== Segment start ==

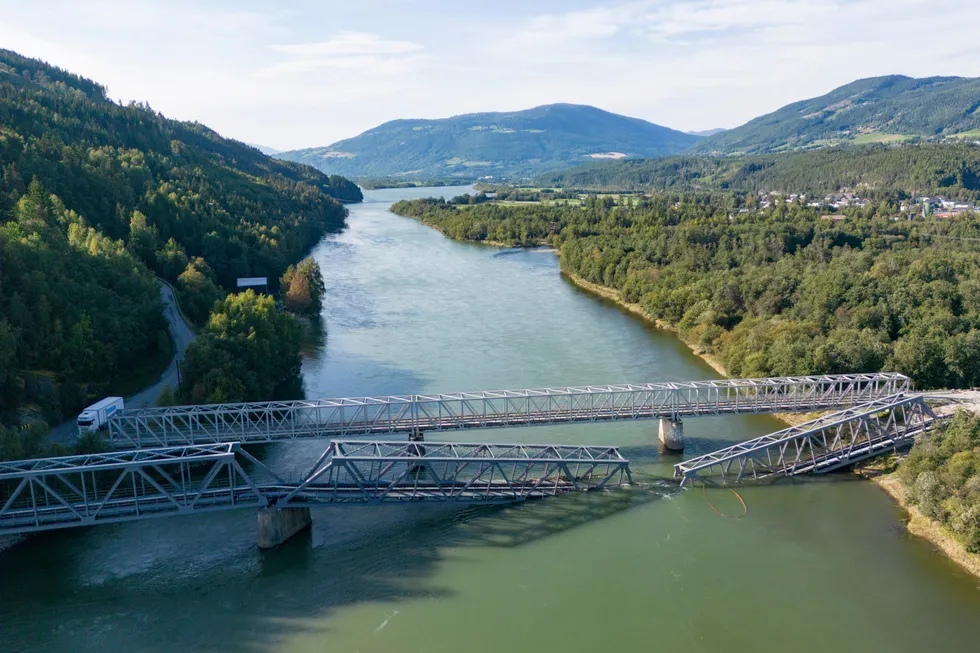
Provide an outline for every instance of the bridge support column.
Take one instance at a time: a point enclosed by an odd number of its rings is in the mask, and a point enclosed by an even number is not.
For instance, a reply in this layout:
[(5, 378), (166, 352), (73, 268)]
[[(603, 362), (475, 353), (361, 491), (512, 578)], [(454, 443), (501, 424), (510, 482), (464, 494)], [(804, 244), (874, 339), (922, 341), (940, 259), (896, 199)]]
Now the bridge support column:
[(309, 508), (259, 508), (256, 541), (260, 549), (277, 547), (313, 523)]
[(671, 451), (684, 451), (684, 422), (661, 417), (660, 442)]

== Segment end ==

*Work task*
Throughout the data above, report every line that contains the string "instance".

*Result of the exercise*
Provide an outline for every instance of the bridge support column.
Take one instance at a time: a point enclosed by an odd number of its rings is in the mask, and a point enclosed by an even number is not.
For instance, a reply in this layout:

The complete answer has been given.